**ACTION ITEM:** Convert the material below into a JSON list of strings, with each line as its own string and blank lines left out.

**INPUT DATA:**
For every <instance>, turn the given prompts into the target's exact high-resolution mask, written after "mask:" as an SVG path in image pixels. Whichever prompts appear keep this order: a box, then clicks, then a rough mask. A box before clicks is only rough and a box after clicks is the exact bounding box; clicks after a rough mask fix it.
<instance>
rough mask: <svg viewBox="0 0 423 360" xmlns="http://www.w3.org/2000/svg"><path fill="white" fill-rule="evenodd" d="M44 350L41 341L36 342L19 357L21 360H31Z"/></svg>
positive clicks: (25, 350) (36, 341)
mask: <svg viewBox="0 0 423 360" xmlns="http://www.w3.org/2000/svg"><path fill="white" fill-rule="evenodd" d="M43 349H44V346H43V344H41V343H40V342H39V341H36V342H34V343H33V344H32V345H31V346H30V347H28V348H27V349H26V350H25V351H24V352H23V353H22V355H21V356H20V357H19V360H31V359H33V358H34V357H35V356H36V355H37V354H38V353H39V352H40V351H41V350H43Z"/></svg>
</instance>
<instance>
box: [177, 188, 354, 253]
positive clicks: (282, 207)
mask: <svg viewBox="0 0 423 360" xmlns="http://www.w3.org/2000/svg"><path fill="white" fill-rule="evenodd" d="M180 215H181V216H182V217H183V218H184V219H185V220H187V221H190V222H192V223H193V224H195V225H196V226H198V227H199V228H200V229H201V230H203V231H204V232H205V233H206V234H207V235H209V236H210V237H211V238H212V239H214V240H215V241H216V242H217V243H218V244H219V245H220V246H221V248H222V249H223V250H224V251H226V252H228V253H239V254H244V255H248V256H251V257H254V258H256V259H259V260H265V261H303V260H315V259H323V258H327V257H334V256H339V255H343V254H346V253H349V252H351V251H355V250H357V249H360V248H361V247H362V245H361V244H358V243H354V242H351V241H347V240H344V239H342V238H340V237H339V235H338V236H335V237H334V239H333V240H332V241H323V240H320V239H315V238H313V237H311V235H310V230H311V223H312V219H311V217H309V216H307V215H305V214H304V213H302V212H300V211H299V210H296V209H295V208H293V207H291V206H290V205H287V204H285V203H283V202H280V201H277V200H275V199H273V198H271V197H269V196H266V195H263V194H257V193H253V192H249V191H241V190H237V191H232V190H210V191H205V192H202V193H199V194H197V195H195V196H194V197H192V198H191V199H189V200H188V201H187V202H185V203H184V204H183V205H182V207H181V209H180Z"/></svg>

**RESPONSE FOR THIS EXERCISE:**
[
  "For every <instance>, turn the given prompts into the target's exact high-resolution mask, written after \"mask:\" as an SVG path in image pixels. Whichever prompts appear keep this order: a box, then clicks, then a rough mask. A box before clicks is only rough and a box after clicks is the exact bounding box; clicks after a rough mask fix it.",
  "<instance>",
  "rough mask: <svg viewBox=\"0 0 423 360\" xmlns=\"http://www.w3.org/2000/svg\"><path fill=\"white\" fill-rule=\"evenodd\" d=\"M44 350L41 341L36 342L19 357L21 360H31Z\"/></svg>",
  "positive clicks: (25, 350) (36, 341)",
  "mask: <svg viewBox=\"0 0 423 360\" xmlns=\"http://www.w3.org/2000/svg\"><path fill=\"white\" fill-rule=\"evenodd\" d=\"M43 349H44V346H43V344H41V343H40V342H39V341H36V342H34V343H33V344H32V345H31V346H30V347H28V348H27V349H26V350H25V351H24V352H23V353H22V355H21V356H20V357H19V360H31V359H33V358H34V357H35V356H36V355H37V354H38V353H39V352H40V351H41V350H43Z\"/></svg>",
  "</instance>",
  "<instance>",
  "box: [177, 188, 354, 253]",
  "positive clicks: (282, 207)",
  "mask: <svg viewBox=\"0 0 423 360\" xmlns=\"http://www.w3.org/2000/svg\"><path fill=\"white\" fill-rule=\"evenodd\" d=\"M180 215H181V216H182V217H183V218H184V219H185V220H187V221H190V222H192V223H193V224H195V225H196V226H198V227H199V228H200V229H201V230H203V231H204V232H205V233H206V234H207V235H209V236H210V237H211V238H212V239H214V240H215V241H216V242H217V243H218V244H219V245H220V246H221V248H222V249H223V250H224V251H226V252H228V253H239V254H244V255H248V256H251V257H254V258H256V259H259V260H265V261H303V260H315V259H323V258H327V257H334V256H339V255H343V254H346V253H349V252H351V251H355V250H357V249H360V248H361V247H362V245H361V244H358V243H354V242H351V241H347V240H344V239H342V238H340V237H339V235H338V236H335V237H334V239H333V240H332V241H323V240H320V239H315V238H313V237H311V235H310V230H311V223H312V219H311V217H309V216H307V215H305V214H304V213H302V212H300V211H299V210H296V209H295V208H293V207H291V206H290V205H287V204H285V203H283V202H280V201H277V200H275V199H273V198H271V197H269V196H266V195H263V194H257V193H253V192H249V191H241V190H237V191H232V190H210V191H205V192H202V193H199V194H197V195H195V196H194V197H192V198H191V199H189V200H188V201H187V202H185V203H184V204H183V205H182V207H181V209H180Z\"/></svg>"
]